[Items from a dataset]
· · · · · · ·
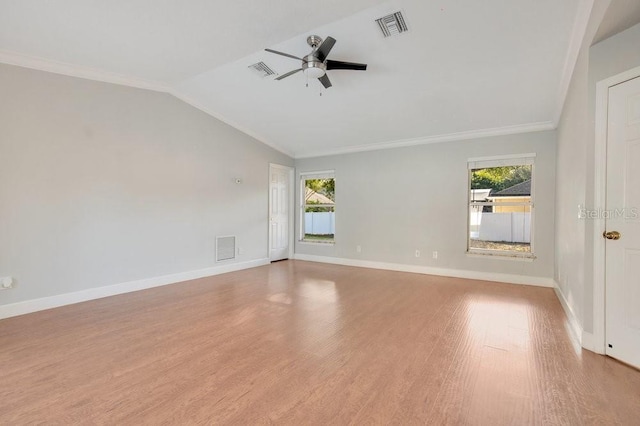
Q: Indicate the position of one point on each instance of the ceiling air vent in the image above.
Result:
(225, 248)
(393, 24)
(262, 69)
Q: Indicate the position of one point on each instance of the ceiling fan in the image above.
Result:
(316, 64)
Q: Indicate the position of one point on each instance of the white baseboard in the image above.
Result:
(574, 325)
(34, 305)
(588, 342)
(427, 270)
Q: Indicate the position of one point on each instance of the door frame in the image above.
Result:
(291, 209)
(599, 202)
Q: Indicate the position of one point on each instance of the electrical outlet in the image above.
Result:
(6, 283)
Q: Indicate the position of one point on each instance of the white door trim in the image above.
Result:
(291, 213)
(599, 203)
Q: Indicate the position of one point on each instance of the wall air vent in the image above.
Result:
(261, 69)
(225, 248)
(393, 24)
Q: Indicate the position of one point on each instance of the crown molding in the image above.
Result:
(56, 67)
(448, 137)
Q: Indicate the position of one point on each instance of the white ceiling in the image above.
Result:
(464, 69)
(620, 15)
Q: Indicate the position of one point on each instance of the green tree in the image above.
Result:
(499, 178)
(326, 187)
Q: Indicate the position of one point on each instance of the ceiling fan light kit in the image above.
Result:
(316, 64)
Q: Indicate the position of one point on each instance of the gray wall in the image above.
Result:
(392, 202)
(576, 160)
(102, 184)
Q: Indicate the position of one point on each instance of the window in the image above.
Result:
(501, 206)
(317, 207)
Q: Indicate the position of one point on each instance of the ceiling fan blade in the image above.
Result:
(325, 48)
(283, 54)
(325, 81)
(288, 74)
(339, 65)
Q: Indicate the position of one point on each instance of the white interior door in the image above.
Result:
(623, 210)
(279, 206)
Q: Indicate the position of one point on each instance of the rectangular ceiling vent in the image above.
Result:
(393, 24)
(261, 69)
(225, 248)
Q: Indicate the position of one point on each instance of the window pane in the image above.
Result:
(500, 228)
(319, 210)
(505, 223)
(319, 223)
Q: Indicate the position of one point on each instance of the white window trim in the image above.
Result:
(499, 161)
(323, 174)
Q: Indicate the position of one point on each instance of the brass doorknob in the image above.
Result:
(612, 235)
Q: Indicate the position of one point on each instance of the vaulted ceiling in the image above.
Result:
(464, 69)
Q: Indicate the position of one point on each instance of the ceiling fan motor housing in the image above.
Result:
(312, 67)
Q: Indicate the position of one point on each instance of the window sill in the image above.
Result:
(529, 257)
(312, 242)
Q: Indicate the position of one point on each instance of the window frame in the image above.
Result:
(304, 176)
(502, 161)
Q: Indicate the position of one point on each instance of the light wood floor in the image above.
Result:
(305, 343)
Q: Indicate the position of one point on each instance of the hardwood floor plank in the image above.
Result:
(306, 343)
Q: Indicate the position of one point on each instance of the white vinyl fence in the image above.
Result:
(508, 227)
(319, 223)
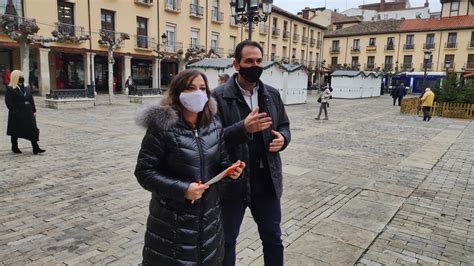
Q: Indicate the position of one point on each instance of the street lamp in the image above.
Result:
(247, 12)
(426, 59)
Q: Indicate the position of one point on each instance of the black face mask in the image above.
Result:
(251, 74)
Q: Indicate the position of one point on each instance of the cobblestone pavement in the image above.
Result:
(369, 186)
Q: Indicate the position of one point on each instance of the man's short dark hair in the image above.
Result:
(241, 45)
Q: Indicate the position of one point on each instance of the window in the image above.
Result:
(449, 61)
(407, 62)
(452, 36)
(356, 45)
(171, 37)
(370, 61)
(455, 6)
(470, 61)
(66, 18)
(215, 41)
(194, 41)
(430, 44)
(355, 61)
(107, 20)
(142, 32)
(372, 42)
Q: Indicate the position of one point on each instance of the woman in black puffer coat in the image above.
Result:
(181, 149)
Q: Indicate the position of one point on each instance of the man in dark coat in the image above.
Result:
(256, 129)
(21, 113)
(399, 93)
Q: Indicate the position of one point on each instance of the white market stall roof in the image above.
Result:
(355, 73)
(225, 63)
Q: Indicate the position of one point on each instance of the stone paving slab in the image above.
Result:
(349, 194)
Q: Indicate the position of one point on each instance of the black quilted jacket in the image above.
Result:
(172, 156)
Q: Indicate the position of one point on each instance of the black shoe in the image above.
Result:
(38, 150)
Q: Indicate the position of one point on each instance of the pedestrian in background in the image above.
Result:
(427, 103)
(256, 130)
(182, 149)
(222, 78)
(21, 113)
(398, 93)
(323, 98)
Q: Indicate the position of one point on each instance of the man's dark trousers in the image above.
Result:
(266, 212)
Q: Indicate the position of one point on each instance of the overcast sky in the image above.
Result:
(295, 6)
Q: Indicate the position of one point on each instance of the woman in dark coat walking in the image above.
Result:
(181, 150)
(21, 113)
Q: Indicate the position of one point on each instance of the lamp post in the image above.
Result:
(426, 58)
(247, 12)
(164, 40)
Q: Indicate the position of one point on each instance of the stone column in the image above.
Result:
(156, 69)
(44, 80)
(127, 71)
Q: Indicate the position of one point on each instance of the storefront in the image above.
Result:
(69, 71)
(101, 69)
(142, 72)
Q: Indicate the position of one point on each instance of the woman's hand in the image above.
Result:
(238, 171)
(195, 191)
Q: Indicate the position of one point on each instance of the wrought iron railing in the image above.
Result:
(173, 6)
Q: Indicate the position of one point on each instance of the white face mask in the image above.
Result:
(193, 101)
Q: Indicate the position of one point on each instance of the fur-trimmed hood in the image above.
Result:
(162, 115)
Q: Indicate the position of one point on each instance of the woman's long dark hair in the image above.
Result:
(179, 83)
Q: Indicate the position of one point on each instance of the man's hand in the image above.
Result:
(195, 191)
(277, 142)
(256, 122)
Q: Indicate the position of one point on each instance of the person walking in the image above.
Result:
(427, 103)
(181, 151)
(256, 129)
(399, 93)
(21, 113)
(323, 98)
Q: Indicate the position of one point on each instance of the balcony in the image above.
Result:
(216, 16)
(69, 29)
(469, 66)
(369, 67)
(275, 31)
(334, 50)
(408, 46)
(429, 66)
(450, 45)
(407, 66)
(144, 42)
(389, 47)
(218, 51)
(173, 6)
(448, 66)
(144, 2)
(263, 29)
(196, 11)
(296, 37)
(355, 49)
(233, 23)
(429, 45)
(371, 48)
(173, 47)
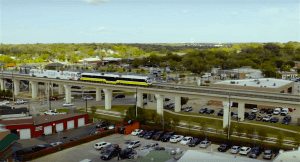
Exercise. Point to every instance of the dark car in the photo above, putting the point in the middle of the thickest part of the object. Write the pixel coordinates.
(286, 120)
(203, 110)
(165, 138)
(158, 135)
(142, 133)
(120, 96)
(255, 152)
(251, 116)
(194, 142)
(127, 153)
(110, 153)
(74, 139)
(274, 120)
(223, 148)
(220, 113)
(210, 111)
(270, 111)
(262, 111)
(149, 134)
(101, 124)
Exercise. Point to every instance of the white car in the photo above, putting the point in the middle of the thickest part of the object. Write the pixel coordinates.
(72, 98)
(136, 132)
(186, 140)
(245, 150)
(205, 144)
(176, 138)
(67, 104)
(55, 144)
(254, 110)
(101, 145)
(277, 111)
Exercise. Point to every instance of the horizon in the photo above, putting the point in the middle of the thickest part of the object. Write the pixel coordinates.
(149, 21)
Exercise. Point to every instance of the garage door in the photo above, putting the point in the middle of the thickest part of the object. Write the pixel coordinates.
(70, 124)
(25, 133)
(81, 122)
(48, 130)
(59, 127)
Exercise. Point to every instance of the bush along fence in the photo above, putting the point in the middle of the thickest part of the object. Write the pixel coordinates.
(80, 141)
(222, 139)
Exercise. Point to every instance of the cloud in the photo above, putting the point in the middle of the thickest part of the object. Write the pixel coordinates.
(95, 1)
(234, 14)
(185, 11)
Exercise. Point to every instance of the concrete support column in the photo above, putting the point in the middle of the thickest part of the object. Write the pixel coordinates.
(160, 104)
(68, 93)
(177, 103)
(241, 110)
(139, 96)
(16, 87)
(225, 113)
(108, 98)
(60, 89)
(98, 94)
(34, 89)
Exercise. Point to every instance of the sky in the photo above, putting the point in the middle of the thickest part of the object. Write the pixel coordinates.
(149, 21)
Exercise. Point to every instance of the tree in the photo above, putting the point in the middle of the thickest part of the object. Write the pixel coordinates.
(184, 100)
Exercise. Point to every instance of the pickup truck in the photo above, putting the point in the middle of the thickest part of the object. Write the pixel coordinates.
(19, 102)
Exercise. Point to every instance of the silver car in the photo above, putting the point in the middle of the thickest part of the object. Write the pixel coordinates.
(235, 149)
(205, 144)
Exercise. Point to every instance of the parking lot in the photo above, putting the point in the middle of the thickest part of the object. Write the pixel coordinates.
(87, 150)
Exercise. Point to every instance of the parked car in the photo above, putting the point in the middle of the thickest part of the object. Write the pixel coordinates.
(186, 140)
(142, 133)
(284, 112)
(254, 110)
(268, 154)
(127, 153)
(270, 111)
(88, 97)
(134, 144)
(277, 111)
(245, 150)
(100, 145)
(251, 116)
(149, 134)
(72, 98)
(286, 120)
(262, 111)
(203, 110)
(274, 120)
(158, 135)
(210, 111)
(110, 153)
(205, 144)
(101, 124)
(223, 148)
(120, 96)
(259, 118)
(67, 104)
(189, 108)
(255, 152)
(235, 149)
(194, 142)
(267, 118)
(176, 138)
(94, 132)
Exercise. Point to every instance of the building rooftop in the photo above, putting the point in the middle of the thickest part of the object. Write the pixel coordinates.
(264, 82)
(51, 118)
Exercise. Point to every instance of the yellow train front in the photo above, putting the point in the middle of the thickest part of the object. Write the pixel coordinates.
(116, 79)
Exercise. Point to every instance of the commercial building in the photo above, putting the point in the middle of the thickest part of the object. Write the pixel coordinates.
(46, 124)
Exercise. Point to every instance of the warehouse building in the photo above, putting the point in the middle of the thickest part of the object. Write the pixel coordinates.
(46, 124)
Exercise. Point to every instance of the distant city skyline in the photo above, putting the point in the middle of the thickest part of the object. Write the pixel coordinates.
(149, 21)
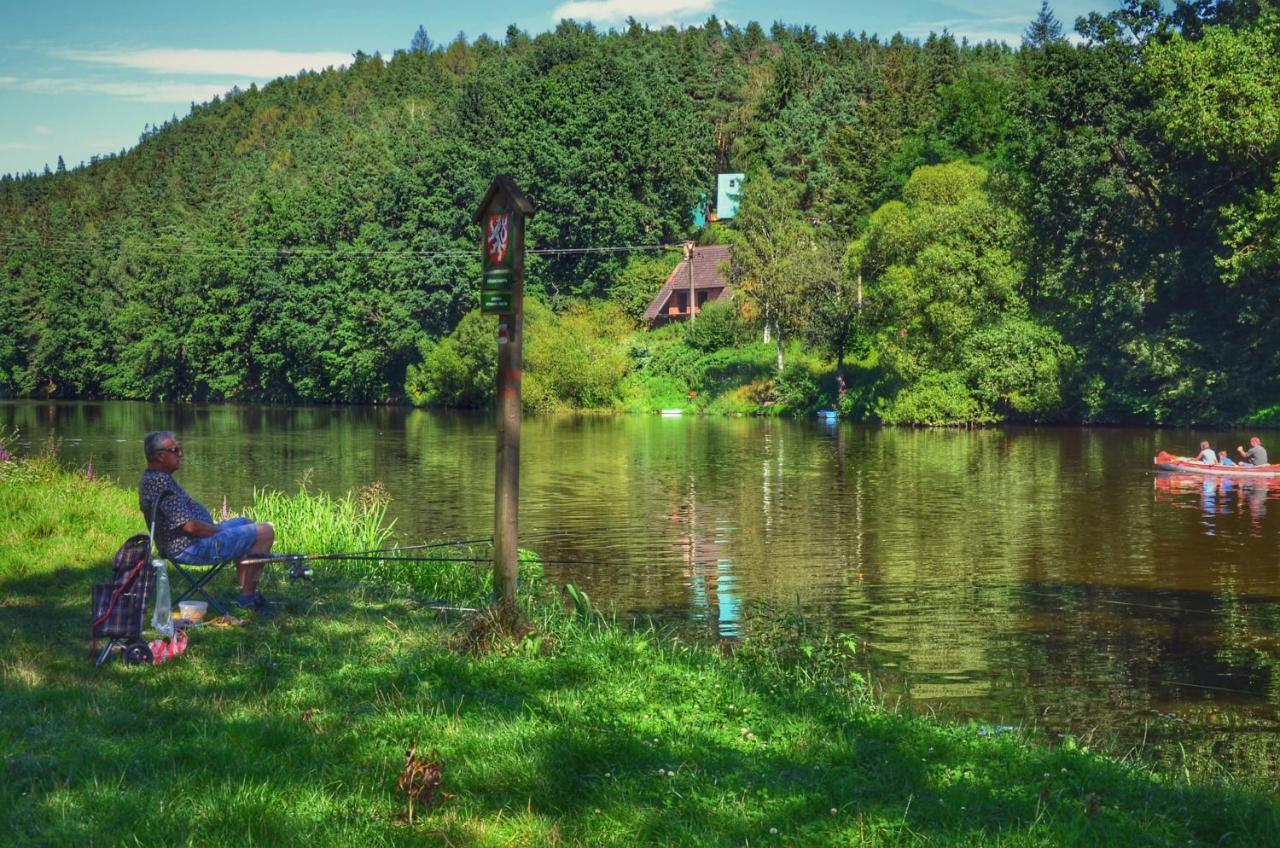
· · · · · · ·
[Directions for this task]: Which lines of the entries above contain the string "frame"? Copy each one.

[Result]:
Q: Indicate the position of one point on each instance of the door frame in the image above.
Q: Indicate the position of one point on each instance of the window frame in the image above.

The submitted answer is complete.